▶ _Given request A_
In the court opinion in Sykes v. Nationwide Mutual Insurance Company, which court granted the defendant's motion for judgment on the pleadings?
▶ _Given request B_
Pick up the court opinion in Sykes v. Nationwide Mutual Insurance Company after its last sentence and keep writing it.

[START Document]

Case ID: pa_413/html/0640-01.html
Source: Caselaw Access Project
Author: {"author": "Mr. Justice Musmanno,", "license": "Public Domain", "url": "https://static.case.law/"}
Date Created: 2024-08-24T03:29:51.129683

Sykes, Appellant, v. Nationwide Mutual Insurance Company.
    
      Argued January 13, 1964.
    March 24, 1964:
    Before Bell, C. J., Musmanno, Jones, Cohen, Eagen, O’Brien and Roberts, jj;
    
      Sidney A. Simon, for appellant.
    
      John C. Gault, with bim Candor, Youngman & Gibson, for appellee.
   Opinion by

Mr. Justice Musmanno,

Fred Sykes was killed in an accident while driving his own automobile. He carried an insurance policy with the Nationwide Mutual Insurance Company which refused payment of the face value of the policy, plus funeral expenses, to the beneficiary named therein, the decedent’s widow, because, it contended, the policy excluded coverage of death resulting from circumstances assumed to control here.

Mrs. Sykes, administratrix of the estate of the injured, sued on the policy and the insurance company pleaded, under new matter, an alleged exclusionary clause. The plaintiff answered to the new matter, and the defendant moved for judgment on the pleadings. The motion was granted by the Court of Common Pleas of Lycoming County and the plaintiff has appealed.

The clause in the policy on which the defendant builds its assertion of non-liability and which the Court below accepted as conclusive, reads as follows: “(6) under Coverages D(l) and D(2) for bodily injury to, or sickness or death of any employee while engaged in the employment of any person using, or organization or person legally responsible for the use of, any automobile for which the policy affords protection if benefits therefor are payable or required under any workmen’s compensation law.”

This paragraph would most assuredly never take a prize in a school of expression for clear and crystalline prose. Ambiguity runs through it like ink poured into a fish bowl, cloiiding the identity of its swimming occupants. From this clouded bowl of language the insurance company fishes up the conclusion that the exclusion clause was intended to allow coverage only ■in the event of certain factors which are absent here. The insurance company maintains that the bleary paragraph excludes coverage in any case where the beneficiary receives workmen’s compensation.

If this interpretation be correct, the query naturally arises as to why the insurance company did not specifically state that if the named beneficiary receives workmen’s compensation no insurance benefits are payable. This could have been spelled out very simply, and the door to insurance benefits would have closed automatically, definitively and finally on any claim for coverage once it was admitted that workmen’s compensation benefits flowed from the death of the insured.

If such an exclusion had been stated in language clear to anyone who reads, it is possible. that a lesser number of persons would have wanted to buy the insurance policy because workmen’s compensation is so much a part of a workman’s economic status that no worker .would want to willingly forego its benefits. Under those circumstances the company would have quite probably sold less policies.

[END Document]
[START Supplied data]

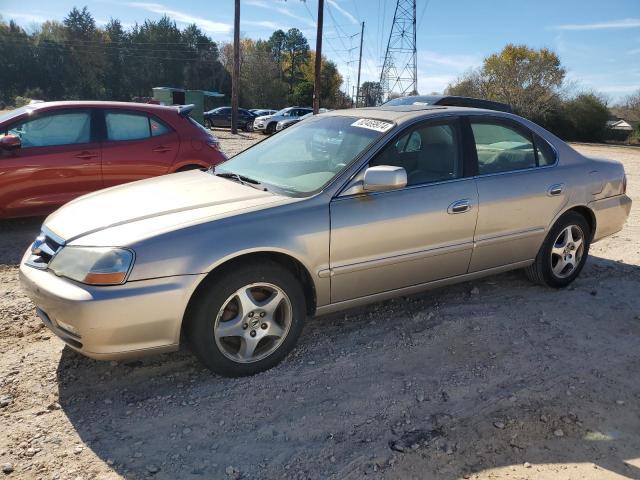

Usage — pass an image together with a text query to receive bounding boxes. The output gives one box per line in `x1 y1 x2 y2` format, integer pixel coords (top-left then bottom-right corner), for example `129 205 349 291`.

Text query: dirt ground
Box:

[END Supplied data]

▶ _Final answer A_
The Court of Common Pleas of Lycoming County.

▶ _Final answer B_
Aside from the morality involved in permitting ambiguous language to entice insurance buyers, only to drop them into a pit of non-recoverability when claims are made under the policy, the insurance company cannot maintain its position because of the law which specifically states that where ambiguity clouds interpretation the contract in controversy must be interpreted against its authors. The person who writes with ink which spreads and simultaneously produces two conflicting versions of the same proposition cannot complain if the person affected by both propositions chooses to accept that which is more helpful to him and which is against the interests of the contract writer. This Court put the matter very succinctly in Cadwallader v. New Amsterdam Cas. Co., 396 Pa. 582, 587: “It is of course clear that if there be any ambiguity in the contract of insurance it must be resolved in favor of the insured since it was the insurer who wrote the contract. [citing numerous cases].”

It must not be overlooked also that in interpreting a contract, effect must be given to all provisions in the contract. (Breen v. Rhode Island Ins. Co., 352 Pa. 217, 221). In addition interpretation must be applied to the language actually employed. (Moore v. Stevens Coal Co., 315 Pa. 564).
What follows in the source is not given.